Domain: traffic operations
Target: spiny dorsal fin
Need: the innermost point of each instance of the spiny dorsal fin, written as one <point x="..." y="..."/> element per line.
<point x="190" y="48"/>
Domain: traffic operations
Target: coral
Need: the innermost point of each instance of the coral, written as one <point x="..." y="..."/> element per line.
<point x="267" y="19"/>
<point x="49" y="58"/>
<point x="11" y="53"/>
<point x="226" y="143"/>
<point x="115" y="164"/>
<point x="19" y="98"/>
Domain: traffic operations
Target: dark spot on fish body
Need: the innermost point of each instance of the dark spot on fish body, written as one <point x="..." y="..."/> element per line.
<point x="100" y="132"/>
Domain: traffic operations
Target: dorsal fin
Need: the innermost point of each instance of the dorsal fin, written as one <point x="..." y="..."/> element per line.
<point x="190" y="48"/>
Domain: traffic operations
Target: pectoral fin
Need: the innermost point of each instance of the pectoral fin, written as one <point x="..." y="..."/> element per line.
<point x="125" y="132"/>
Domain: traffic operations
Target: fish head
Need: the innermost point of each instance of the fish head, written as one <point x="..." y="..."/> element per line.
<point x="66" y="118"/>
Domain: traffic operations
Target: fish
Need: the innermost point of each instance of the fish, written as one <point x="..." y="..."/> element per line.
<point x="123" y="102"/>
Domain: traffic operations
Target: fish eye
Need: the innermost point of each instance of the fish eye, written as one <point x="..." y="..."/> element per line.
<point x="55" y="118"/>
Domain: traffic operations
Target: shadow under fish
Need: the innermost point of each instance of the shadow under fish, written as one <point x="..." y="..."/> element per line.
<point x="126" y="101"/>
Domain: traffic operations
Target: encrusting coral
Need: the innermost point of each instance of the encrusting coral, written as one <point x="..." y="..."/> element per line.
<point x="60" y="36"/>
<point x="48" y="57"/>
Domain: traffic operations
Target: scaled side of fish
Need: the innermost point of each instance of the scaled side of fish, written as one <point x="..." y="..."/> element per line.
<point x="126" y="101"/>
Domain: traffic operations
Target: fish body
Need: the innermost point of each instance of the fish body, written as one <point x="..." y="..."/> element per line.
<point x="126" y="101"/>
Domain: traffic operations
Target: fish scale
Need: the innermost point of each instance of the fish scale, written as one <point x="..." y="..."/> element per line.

******

** Written task **
Extract the full listing above without altering anything.

** Response to the exercise **
Domain: traffic operations
Target: spiny dorsal fin
Need: the innermost point of each instance of the spiny dorsal fin, written as one <point x="..." y="..."/> element per line.
<point x="190" y="48"/>
Domain: traffic operations
Target: coral
Need: the innermost point of each instance of the coral, written as one <point x="..." y="..."/> element per line.
<point x="267" y="19"/>
<point x="49" y="58"/>
<point x="11" y="53"/>
<point x="226" y="143"/>
<point x="115" y="164"/>
<point x="19" y="98"/>
Domain: traffic operations
Target: dark spot on fish body
Need: the innermost point of each instance of the dark spot on fish body, written as one <point x="..." y="..."/> element per line.
<point x="100" y="132"/>
Domain: traffic operations
Target: dorsal fin
Need: the innermost point of each instance of the dorsal fin, written as one <point x="..." y="..."/> element per line.
<point x="190" y="48"/>
Domain: traffic operations
Target: pectoral fin
Need: the innermost point of each instance of the pectoral fin, written as one <point x="..." y="..."/> element per line.
<point x="125" y="132"/>
Domain: traffic operations
Target: fish head
Need: the innermost point of each instance of the fish head, written as one <point x="..." y="..."/> element per line.
<point x="66" y="118"/>
Domain: traffic operations
Target: fish
Need: the innermost point of each instance of the fish, written as one <point x="..." y="..."/> element per line.
<point x="123" y="102"/>
Domain: traffic operations
Target: fish eye
Need: the innermost point of each instance of the fish eye, written as one <point x="..." y="..."/> element per line.
<point x="55" y="118"/>
Domain: traffic operations
Target: shadow under fish
Need: the innermost point of each instance of the shadow under fish, written as one <point x="..." y="..."/> element per line.
<point x="126" y="101"/>
Domain: traffic operations
Target: encrusting coral
Need: the innermost point of each instance of the encrusting coral, written as one <point x="..." y="..."/> element per line.
<point x="60" y="36"/>
<point x="48" y="57"/>
Domain: traffic operations
Target: scaled side of fish
Need: the innermost point of each instance of the scaled side of fish, written as one <point x="..." y="..."/> element per line.
<point x="126" y="101"/>
Domain: traffic operations
Target: fish body
Need: the innermost point of each instance of the fish body, written as one <point x="..." y="..."/> element per line.
<point x="126" y="101"/>
Domain: traffic operations
Target: fish scale
Need: the innermost point of each instance of the fish scale, written as one <point x="..." y="..."/> element per line.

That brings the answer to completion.